(Data excerpts)
——
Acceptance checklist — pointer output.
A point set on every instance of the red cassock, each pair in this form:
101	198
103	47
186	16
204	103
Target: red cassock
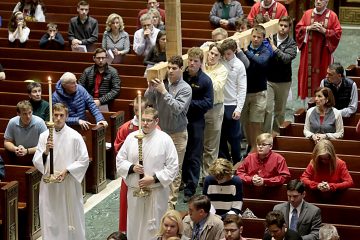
316	52
276	11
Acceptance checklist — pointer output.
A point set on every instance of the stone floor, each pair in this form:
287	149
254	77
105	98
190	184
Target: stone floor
102	219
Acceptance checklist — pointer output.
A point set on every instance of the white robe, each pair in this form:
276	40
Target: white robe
160	158
61	204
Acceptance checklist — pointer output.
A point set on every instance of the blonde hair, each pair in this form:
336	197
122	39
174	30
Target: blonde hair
175	216
324	147
111	18
264	137
220	168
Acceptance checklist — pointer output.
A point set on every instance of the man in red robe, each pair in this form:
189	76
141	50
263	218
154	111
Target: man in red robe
270	9
317	35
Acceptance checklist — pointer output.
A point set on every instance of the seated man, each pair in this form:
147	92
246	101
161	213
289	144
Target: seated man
145	38
22	132
276	228
264	167
83	29
343	88
300	216
52	39
223	188
77	99
40	106
2	73
200	224
150	4
101	80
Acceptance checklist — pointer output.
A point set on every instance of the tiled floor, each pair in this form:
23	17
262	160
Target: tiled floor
102	219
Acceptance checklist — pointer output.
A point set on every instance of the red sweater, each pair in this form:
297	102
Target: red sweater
340	179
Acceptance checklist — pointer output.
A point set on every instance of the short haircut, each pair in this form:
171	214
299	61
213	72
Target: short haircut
328	95
233	218
176	60
328	232
23	105
83	3
196	52
295	185
99	50
145	17
201	202
339	69
32	85
275	218
152	111
218	31
111	18
228	44
259	29
221	168
51	25
264	137
287	19
60	107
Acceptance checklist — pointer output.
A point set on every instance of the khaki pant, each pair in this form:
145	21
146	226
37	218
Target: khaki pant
180	141
277	94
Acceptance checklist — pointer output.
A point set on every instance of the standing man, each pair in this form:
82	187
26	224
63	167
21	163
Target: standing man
83	29
101	80
145	37
159	169
172	98
40	106
61	204
300	216
344	89
202	101
23	131
269	9
151	4
317	35
200	224
279	75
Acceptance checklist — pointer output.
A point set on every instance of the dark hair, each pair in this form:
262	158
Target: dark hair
201	202
296	185
339	69
177	60
275	218
328	94
32	85
157	49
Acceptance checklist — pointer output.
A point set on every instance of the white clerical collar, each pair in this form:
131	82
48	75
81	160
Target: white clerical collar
263	5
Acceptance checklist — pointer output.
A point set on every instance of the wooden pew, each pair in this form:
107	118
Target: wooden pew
302	144
8	210
347	197
296	130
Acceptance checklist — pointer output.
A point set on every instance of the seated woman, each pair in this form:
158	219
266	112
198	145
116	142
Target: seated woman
223	188
33	10
225	12
115	38
156	19
158	52
18	29
171	226
325	171
323	121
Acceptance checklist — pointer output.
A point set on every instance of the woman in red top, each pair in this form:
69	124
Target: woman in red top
325	171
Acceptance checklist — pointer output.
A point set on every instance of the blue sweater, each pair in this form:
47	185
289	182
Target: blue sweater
77	104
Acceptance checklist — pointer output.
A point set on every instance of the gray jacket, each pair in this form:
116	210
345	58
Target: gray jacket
234	13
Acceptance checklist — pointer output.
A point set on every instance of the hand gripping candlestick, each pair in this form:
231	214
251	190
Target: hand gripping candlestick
141	192
51	178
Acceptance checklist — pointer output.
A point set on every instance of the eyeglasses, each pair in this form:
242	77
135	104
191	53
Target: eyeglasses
263	144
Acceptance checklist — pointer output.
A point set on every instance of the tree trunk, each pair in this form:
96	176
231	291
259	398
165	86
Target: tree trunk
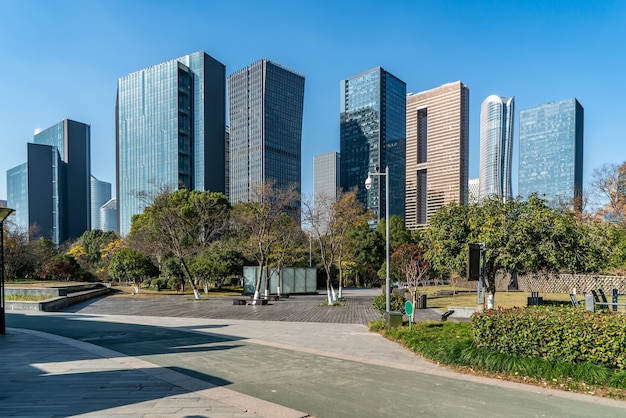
257	288
196	294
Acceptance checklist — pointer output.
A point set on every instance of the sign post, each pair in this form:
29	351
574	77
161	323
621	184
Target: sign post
408	308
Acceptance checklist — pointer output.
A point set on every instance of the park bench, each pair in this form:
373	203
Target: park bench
445	316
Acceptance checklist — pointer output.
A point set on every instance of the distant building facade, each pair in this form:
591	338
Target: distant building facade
170	122
51	191
265	105
100	194
325	179
496	146
551	152
473	191
372	136
437	150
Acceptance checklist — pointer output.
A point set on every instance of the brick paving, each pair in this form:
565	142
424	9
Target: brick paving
357	309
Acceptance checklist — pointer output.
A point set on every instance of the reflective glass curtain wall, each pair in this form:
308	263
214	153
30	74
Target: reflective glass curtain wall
169	131
496	146
551	152
373	134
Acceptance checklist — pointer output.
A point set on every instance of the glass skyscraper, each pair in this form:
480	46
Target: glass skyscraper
51	191
265	105
170	121
372	135
551	152
100	194
496	146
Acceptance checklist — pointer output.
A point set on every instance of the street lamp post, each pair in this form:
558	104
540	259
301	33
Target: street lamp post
368	185
4	213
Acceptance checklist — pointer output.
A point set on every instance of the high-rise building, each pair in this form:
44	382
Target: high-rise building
100	194
473	191
372	137
51	191
326	174
169	131
551	152
325	180
437	151
496	146
265	107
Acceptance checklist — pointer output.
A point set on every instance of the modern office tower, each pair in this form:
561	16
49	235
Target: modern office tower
——
Copy out every line above, word for word, minus images.

■ **Finished task**:
Acceptance checklist — pointer output.
A point set on every instance of the red cassock, each pair in this form:
101	198
103	47
186	16
204	103
Target: red cassock
316	52
276	11
Acceptance checklist — pointer output.
A point set on every instance of the stone floor, each pair in this form:
287	149
254	77
105	98
190	184
Target: stone floor
102	219
Acceptance checklist — pointer output.
A point set on every instance of the white robe, each pair in this form:
276	40
Target: white robe
160	158
61	204
Acceptance checklist — pointer output.
A point set on every instance of the blonde hair, each pair in this form:
336	197
122	39
174	30
Target: blonde hair
175	216
324	147
111	18
264	137
220	168
Acceptance checklist — pointer output.
A point set on every instance of the man in red robe, each pair in this form:
189	76
141	50
263	218
154	111
Target: man in red robe
270	9
317	35
Acceptance checklist — pointer output.
A point set on every instance of the seated man, each pair in this form:
147	92
246	101
161	213
289	144
Target: seated man
145	38
22	132
276	228
264	167
83	29
343	88
300	216
52	39
223	188
77	99
40	106
2	73
200	224
150	4
101	80
Acceptance checklist — pointer output.
A point set on every instance of the tiled floor, each pair in this form:
23	17
262	160
Target: tiled floor
102	219
Acceptance checklist — pointer output.
A point set on every instance of the red sweater, each pair in this form:
297	102
Target: red sweater
340	179
Acceptance checklist — pointer output.
A point set on every instance of the short haircut, each pair in this form:
171	214
299	61
213	72
Target: short haircut
328	95
233	218
176	60
328	232
23	105
83	3
196	52
295	185
99	50
145	17
201	202
339	69
32	85
275	218
152	111
218	31
111	18
228	44
259	29
221	168
51	25
264	137
287	19
60	107
Acceptance checklist — pointer output.
A point set on every instance of the khaki pant, each pair in this form:
145	21
146	226
37	218
Target: khaki pant
180	141
277	94
Acceptance checklist — pointer output.
A point set on every instance of the standing man, each pair in this form:
82	187
26	224
63	167
21	163
Target: standing man
83	29
101	80
145	37
159	169
172	98
40	106
61	204
300	216
344	89
202	101
23	131
269	9
151	4
317	35
200	224
279	75
Acceptance checklist — pointer output.
A point set on every instance of the dark hair, each pair in this form:
262	158
Target: dark hair
201	202
296	185
339	69
177	60
275	218
328	94
32	85
157	49
Acceptance checklist — pointer output.
A point set on every instance of the white clerical collar, each pair in this form:
131	82
48	75
81	160
Target: white clerical collar
263	5
Acceptance checklist — pointer output.
A point set on every instance of the wooden pew, each pair in this form:
107	118
Target: wooden pew
302	144
8	210
347	197
296	130
Acceptance checklist — pointer output.
A point set on every instance of the seated woman, each pair in this form:
158	219
266	112
198	145
116	142
Target: seated woman
223	188
33	10
225	12
115	38
156	19
158	52
18	29
171	226
325	171
323	121
Acceptance checklist — pointer output.
A point set on every instance of the woman in red top, each pair in this form:
69	124
Target: woman in red top
325	171
Acceptance checklist — pointer output.
A point set on every instance of the blue sweater, each pair in this form:
47	185
289	182
Target: blue sweater
77	104
Acceptance checklist — pointer output.
A point set on every instance of the gray jacket, each pair in this form:
116	210
345	58
Target: gray jacket
234	13
Acceptance checklist — pointer output.
A point set on every instance of the hand gripping candlestick, each pair in this form:
231	214
251	190
Target: hand gripping candlestick
141	192
51	178
Acceptance checklist — pointer output.
A point set on every instance of the eyeglasses, each pair in this form:
242	77
135	104
191	53
Target: eyeglasses
263	144
Acceptance checklist — pointer output.
A point set on every instance of the tree trunk, each pair in this form:
96	176
231	291
259	398
165	86
Target: tree trunk
257	288
196	294
Acceptance checklist — pointer output.
A point set on every instance of the sign post, each pair in this form:
29	351
574	77
161	323
621	184
Target: sign post
408	308
Acceptance checklist — pointer output.
A point set on every instance of the park bench, each pair in this form:
373	203
Target: park bench
445	316
Acceptance checklist — pointer output.
A point set on every instance of the distant building facade, each pair in this form:
591	338
Target: distant building facade
170	122
51	191
265	105
100	194
325	179
496	146
551	152
473	191
372	136
437	150
Acceptance checklist — pointer output.
A point set on every instance of the brick paving, each pair in this form:
565	142
424	9
Target: brick paving
357	309
Acceptance checklist — pointer output.
A point set on every instance of the reflective glass curtain wall, each pair in this form:
308	263
214	153
30	74
Target: reflective glass curtain wall
169	131
496	146
551	152
373	134
Acceptance checklist — pointer output.
A point set on every instance of the glass skyscraper, each pair in this form:
480	46
Target: glass skyscraper
51	191
265	105
170	121
372	135
551	152
100	194
496	146
Acceptance checklist — pointer output.
A point set on every instance of the street lamp post, each pair in this form:
558	104
540	259
301	33
Target: street lamp post
368	185
4	213
Acceptance checklist — pointer output.
A point set on every instance of the high-rise building, each pair in this form:
44	382
Target: high-rise building
100	194
473	191
372	137
51	191
326	174
169	131
551	152
325	180
437	151
496	146
265	107
Acceptance checklist — pointer output.
A point set on every instance of the modern office tower, each pair in this form:
561	16
49	235
Target: modern office tower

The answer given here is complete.